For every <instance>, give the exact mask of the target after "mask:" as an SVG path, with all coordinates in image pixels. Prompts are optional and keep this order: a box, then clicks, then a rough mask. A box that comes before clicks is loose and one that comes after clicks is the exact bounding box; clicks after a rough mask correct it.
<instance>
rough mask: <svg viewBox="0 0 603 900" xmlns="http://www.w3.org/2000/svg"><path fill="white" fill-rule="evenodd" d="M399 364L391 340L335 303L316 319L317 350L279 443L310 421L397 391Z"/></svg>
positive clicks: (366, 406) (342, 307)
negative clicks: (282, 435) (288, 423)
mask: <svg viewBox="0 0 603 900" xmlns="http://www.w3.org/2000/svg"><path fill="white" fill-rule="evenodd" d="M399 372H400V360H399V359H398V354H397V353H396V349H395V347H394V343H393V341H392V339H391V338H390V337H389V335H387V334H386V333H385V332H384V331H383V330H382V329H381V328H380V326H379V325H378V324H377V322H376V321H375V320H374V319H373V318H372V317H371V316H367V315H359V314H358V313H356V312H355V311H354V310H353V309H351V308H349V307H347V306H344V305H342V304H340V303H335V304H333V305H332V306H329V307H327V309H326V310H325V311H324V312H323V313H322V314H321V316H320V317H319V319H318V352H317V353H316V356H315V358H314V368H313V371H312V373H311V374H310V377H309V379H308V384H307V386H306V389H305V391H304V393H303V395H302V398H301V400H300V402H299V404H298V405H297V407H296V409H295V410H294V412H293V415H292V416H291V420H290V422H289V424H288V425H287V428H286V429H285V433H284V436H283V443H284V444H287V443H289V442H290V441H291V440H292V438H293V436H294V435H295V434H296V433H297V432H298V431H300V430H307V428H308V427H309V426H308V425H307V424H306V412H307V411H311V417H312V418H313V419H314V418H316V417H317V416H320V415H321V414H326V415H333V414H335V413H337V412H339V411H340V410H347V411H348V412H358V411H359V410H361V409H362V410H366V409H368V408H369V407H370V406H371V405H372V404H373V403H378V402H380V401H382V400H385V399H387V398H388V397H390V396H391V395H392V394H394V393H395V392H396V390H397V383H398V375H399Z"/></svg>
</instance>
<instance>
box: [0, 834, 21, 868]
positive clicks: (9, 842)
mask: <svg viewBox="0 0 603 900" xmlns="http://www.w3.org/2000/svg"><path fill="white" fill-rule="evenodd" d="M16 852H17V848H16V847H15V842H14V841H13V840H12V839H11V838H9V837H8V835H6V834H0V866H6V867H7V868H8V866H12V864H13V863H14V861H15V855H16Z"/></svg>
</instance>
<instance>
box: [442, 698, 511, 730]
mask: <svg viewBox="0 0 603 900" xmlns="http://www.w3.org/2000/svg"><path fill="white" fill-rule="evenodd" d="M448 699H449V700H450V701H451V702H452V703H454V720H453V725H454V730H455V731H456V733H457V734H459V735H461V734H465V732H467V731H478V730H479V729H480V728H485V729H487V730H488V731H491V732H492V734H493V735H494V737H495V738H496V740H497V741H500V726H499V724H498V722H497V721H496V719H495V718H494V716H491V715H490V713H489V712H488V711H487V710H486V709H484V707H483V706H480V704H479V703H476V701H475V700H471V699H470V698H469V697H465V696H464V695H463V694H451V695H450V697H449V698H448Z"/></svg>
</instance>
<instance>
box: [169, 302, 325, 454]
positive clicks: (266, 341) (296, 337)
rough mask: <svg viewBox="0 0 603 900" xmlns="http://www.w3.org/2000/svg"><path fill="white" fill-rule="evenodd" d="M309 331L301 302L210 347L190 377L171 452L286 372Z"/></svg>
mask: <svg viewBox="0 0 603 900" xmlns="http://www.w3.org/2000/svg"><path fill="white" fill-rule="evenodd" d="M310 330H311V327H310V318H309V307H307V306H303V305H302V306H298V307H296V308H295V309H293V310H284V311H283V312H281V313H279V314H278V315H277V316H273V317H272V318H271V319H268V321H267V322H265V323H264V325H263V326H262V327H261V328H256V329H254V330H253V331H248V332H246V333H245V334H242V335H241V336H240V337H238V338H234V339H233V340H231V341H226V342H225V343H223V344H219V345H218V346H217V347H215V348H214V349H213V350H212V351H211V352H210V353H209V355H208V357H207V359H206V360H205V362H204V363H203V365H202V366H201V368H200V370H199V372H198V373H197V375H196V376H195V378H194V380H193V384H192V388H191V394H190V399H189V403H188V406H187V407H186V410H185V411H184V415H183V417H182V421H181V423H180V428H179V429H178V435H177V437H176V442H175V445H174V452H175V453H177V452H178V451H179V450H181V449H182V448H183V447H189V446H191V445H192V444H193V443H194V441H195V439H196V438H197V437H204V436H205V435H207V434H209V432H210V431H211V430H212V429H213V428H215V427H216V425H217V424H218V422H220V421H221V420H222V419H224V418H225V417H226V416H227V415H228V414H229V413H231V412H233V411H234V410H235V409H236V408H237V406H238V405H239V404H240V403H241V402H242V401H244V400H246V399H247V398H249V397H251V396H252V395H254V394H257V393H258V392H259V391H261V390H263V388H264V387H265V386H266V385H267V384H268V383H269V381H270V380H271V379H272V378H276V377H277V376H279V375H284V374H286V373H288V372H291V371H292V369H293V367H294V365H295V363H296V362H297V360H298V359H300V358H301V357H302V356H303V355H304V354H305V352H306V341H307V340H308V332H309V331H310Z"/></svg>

--*--

BRIEF:
Output, exactly and in full, the lines from the start of the entries above through the line that contains "positive clicks: (366, 406) (342, 307)".

EXERCISE SOLUTION:
For every <instance>, give the exact mask of the target after "mask:" as an SVG path, with all coordinates in image pixels. Prompts are optional and keep this order: a box, then clicks, then a rough mask. A box that comes before clicks is loose and one that comes after clicks is the exact bounding box; clicks after a rough mask correct it.
<instance>
rough mask: <svg viewBox="0 0 603 900" xmlns="http://www.w3.org/2000/svg"><path fill="white" fill-rule="evenodd" d="M399 364L391 340L335 303L316 319L317 350L279 443L310 421L397 391Z"/></svg>
positive clicks: (366, 406) (342, 307)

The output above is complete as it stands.